### Problemi
**A.** Ricopia parola per parola la parte del testo sul bullismo che si apre con le parole contenenti "Vera Longhena" e si chiude con "isolamento nelle relazioni.".
**B.** Porta avanti il testo sul bullismo, ripartendo subito dopo la sua ultima frase.

### Brano estratto
• • •

Bullismo: il ruolo di genitori, figli e scuola

Vera Longhena

Si parla molto di bullismo come fenomeno purtroppo in crescita negli ultimi anni, sia tra i giovanissimi che tra gli adolescenti. Ma cos’è veramente? Quali sono le caratteristiche che posso delineare un fenomeno di bullismo? In ambito psicologico, si tratta di un comportamento sociale che prevede tre aspetti distintivi:

  • asimmetria nella relazione
  • intenzionalità del prevaricatore
  • persistenza nel tempo

Può essere sia diretto, tramite violenza agita, minacce, aggressioni verbali, mobbing (dall’inglese to mob: assalire, molestare); oppure indiretto, per mezzo di pettegolezzi, calunnie ed isolamento nelle relazioni.

Sembra palese si tratti di una situazione in cui una vittima subisce un comportamento di vessazione da parte di un bullo, della serie: è una di quelle contingenze in cui appare evidente e semplice attribuire torti tutti da un polo e ragioni tutte dall’altro. Eppure, lavorando a stretto contatto con i ragazzi e le loro famiglie, mi sembra che non sia così semplicistico e nemmeno così semplice. Mi è capitato più di una volta di sentire commenti tipo: <<la colpa è della vittima che non sa difendersi!>>, che d’acchito sembrano una provocazione. Commenti di questo tipo fanno storcere il naso alla nostra sensibilità, e certo suonano come una distorsione al senso comune; tuttavia ci danno la possibilità di soffermarci a riflettere sulla complessità del fenomeno. Facciamolo insieme.

Questo schema ci fornisce una panoramica dell’ampio raggio a cui facciamo riferimento quando parliamo di bullismo. La sezione dello schema su cui intendo soffermarmi è quella dei ruoli: troppo facile credere che la relazione di bullismo sia univoca e duale, tra bullo e vittima; nella realtà sono coinvolti molti più personaggi (e non dimentichiamoci che sono sempre tutte persone, ognuna con la propria complessità): un ruolo di rilievo è rivestito dai complici del bullo e dagli spettatori, siano essi indifferenti, intimiditi o compiaciuti. Questo, a mio avviso, è fondamentale, perché rende la relazione bullo-vittima una dinamica gruppale e non duale. Perché è assai più consueto che il bullismo venga agito in gruppo? Perché molto spesso i bulli sono emulati e rispettati? Come agiscono i fenomeni di diminuzione dell’inibizione sociale e distribuzione della responsabilità all’interno del gruppo?

• • •

### Sezione dati
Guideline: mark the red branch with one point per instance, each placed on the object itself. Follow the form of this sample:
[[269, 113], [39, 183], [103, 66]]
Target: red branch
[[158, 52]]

• • •

### Risultati ottenuti
**A.**
Vera Longhena

Si parla molto di bullismo come fenomeno purtroppo in crescita negli ultimi anni, sia tra i giovanissimi che tra gli adolescenti. Ma cos’è veramente? Quali sono le caratteristiche che posso delineare un fenomeno di bullismo? In ambito psicologico, si tratta di un comportamento sociale che prevede tre aspetti distintivi:

  • asimmetria nella relazione
  • intenzionalità del prevaricatore
  • persistenza nel tempo

Può essere sia diretto, tramite violenza agita, minacce, aggressioni verbali, mobbing (dall’inglese to mob: assalire, molestare); oppure indiretto, per mezzo di pettegolezzi, calunnie ed isolamento nelle relazioni.

**B.**
Vi racconto quanto accaduto nel 1971 durante un esperimento psicologico, diretto dal team di studio del professor Zimbardo.  Nei sotterranei dell’Università di Stanford vennero allestiti degli ambienti che simulavano un carcere, e si cercarono volontari a cui far assumere il ruolo di guardia o prigioniero. I partecipanti erano 24 studenti volontari, maschi, di ceto medio, fra i più equilibrati, maturi e meno attratti da comportamenti devianti; a loro fu assegnato casualmente uno dei due ruoli. Così divisi tra detenuti e carcerieri, iniziarono a vivere la vita di una prigione vera e propria. I risultati furono drammatici. Dopo i primi due giorni si verificarono i primi episodi di violenza: le guardie iniziarono a intimidire i carcerati e ad umiliarli, cercando in tutti i modi di spezzare il legame di solidarietà che si era creato fra di essi. Al quinto giorno, i prigionieri cominciarono a manifestare sintomi di seri disturbi emotivi, mentre, per contro, le guardie incrementavano i comportamenti vessatori e sadici. A questo punto i ricercatori furono costretti ad interrompere anticipatamente l’esperimento, per evitare conseguenze ancora più gravi e drastiche. Ora che avete finito di leggere cosa accadde, ricordatevi chi erano i partecipanti: studenti, non violenti, volontari, consapevoli di stare partecipando a un esperimento con compagni; si trattava cioè di studenti comuni, di psicologia, giovani adulti, come potrebbero essere i vostri figli, come potremmo essere stati noi a nostro tempo.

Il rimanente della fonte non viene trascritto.